*** Opening DATA RECORDS ***
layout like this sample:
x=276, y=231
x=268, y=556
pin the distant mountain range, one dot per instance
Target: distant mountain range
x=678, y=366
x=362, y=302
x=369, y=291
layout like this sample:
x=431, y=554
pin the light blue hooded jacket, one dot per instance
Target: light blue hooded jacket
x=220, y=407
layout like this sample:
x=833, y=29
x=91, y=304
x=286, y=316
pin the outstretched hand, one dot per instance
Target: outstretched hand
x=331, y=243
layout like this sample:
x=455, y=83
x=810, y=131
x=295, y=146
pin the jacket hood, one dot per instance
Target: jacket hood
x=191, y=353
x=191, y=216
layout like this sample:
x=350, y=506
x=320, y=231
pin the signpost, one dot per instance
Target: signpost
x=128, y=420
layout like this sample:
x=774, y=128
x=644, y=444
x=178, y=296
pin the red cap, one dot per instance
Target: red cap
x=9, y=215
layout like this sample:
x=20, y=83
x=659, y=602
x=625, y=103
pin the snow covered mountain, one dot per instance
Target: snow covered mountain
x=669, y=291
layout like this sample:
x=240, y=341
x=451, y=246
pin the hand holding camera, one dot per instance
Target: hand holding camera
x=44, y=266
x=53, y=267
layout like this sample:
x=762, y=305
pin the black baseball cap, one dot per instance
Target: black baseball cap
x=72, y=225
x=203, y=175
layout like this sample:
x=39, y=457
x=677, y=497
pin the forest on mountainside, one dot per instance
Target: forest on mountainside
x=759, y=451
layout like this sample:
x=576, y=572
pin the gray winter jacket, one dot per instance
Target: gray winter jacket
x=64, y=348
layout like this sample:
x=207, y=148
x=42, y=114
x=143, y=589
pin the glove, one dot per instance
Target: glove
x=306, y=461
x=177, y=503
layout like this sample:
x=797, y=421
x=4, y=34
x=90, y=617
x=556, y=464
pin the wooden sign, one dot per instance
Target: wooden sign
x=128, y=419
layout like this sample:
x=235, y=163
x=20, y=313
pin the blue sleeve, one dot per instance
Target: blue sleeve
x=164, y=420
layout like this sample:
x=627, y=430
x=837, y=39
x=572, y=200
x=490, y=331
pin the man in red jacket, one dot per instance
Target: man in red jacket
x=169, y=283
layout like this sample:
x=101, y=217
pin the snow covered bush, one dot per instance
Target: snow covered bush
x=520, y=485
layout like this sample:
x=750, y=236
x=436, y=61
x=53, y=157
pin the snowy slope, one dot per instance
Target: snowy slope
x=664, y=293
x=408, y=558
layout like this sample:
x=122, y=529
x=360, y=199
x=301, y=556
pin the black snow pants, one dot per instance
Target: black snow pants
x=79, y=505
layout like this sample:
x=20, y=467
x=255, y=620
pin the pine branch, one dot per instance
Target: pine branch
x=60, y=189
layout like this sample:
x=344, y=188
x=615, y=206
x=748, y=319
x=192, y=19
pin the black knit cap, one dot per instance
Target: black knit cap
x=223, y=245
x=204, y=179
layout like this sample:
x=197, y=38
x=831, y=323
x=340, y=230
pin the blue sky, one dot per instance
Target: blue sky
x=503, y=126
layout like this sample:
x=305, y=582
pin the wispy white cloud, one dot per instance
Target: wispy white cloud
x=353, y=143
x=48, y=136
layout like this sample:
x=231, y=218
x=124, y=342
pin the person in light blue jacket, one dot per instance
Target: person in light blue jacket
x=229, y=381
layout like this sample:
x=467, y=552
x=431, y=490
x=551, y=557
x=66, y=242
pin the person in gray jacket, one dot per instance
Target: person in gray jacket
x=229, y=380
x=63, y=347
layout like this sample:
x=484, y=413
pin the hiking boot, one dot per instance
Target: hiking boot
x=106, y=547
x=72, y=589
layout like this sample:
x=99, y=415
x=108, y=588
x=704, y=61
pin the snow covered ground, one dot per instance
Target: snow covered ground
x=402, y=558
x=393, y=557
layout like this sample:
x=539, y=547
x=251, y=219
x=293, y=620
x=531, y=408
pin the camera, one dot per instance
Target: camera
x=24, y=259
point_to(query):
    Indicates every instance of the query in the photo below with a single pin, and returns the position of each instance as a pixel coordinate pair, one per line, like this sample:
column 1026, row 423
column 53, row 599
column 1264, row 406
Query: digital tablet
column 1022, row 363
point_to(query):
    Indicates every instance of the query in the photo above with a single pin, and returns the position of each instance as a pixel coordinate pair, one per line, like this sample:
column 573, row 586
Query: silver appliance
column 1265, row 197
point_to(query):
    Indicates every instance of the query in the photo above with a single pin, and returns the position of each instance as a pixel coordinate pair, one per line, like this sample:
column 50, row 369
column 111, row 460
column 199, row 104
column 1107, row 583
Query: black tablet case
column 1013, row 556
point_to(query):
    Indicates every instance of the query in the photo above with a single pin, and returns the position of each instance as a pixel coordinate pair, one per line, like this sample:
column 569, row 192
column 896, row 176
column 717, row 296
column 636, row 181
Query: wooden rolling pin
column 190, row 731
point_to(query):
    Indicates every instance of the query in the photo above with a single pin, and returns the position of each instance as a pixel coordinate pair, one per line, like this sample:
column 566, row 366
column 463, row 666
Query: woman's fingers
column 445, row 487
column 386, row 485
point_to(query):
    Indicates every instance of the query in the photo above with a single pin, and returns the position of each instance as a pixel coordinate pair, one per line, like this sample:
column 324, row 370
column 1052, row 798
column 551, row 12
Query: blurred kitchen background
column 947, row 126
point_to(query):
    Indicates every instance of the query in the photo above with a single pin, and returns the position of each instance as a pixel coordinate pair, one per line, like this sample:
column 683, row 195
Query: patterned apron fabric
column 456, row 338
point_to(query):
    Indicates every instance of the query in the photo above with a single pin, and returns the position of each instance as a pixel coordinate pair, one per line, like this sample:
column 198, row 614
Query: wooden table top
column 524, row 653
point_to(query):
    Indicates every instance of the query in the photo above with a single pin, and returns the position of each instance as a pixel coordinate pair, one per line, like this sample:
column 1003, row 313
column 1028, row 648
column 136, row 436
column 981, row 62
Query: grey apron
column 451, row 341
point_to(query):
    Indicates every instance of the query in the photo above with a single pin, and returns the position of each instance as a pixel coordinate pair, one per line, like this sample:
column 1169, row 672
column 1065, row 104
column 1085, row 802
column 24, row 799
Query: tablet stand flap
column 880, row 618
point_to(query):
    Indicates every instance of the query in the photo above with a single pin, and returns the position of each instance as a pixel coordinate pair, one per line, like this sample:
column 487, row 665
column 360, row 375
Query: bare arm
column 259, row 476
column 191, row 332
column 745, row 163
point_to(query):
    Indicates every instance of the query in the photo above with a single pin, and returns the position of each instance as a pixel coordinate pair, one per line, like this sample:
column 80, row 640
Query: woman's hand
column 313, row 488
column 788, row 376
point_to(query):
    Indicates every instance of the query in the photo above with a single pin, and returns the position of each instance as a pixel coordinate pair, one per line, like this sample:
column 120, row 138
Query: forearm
*** Closing DATA RECORDS ***
▶ [YOUR GOAL] Begin at the line that has "x=320, y=231" in the entries above; stop after the line that has "pin the snow covered mountain, one". Transcribe exactly those lines and no others.

▶ [SOLUTION TO THIS TASK]
x=320, y=231
pin the signpost, one dot per instance
Target: signpost
x=128, y=420
layout like this sample:
x=774, y=128
x=644, y=444
x=178, y=296
pin the red cap, one dot per instance
Target: red cap
x=9, y=215
layout like this sample:
x=20, y=83
x=659, y=602
x=625, y=103
pin the snow covered mountain, one dot per instance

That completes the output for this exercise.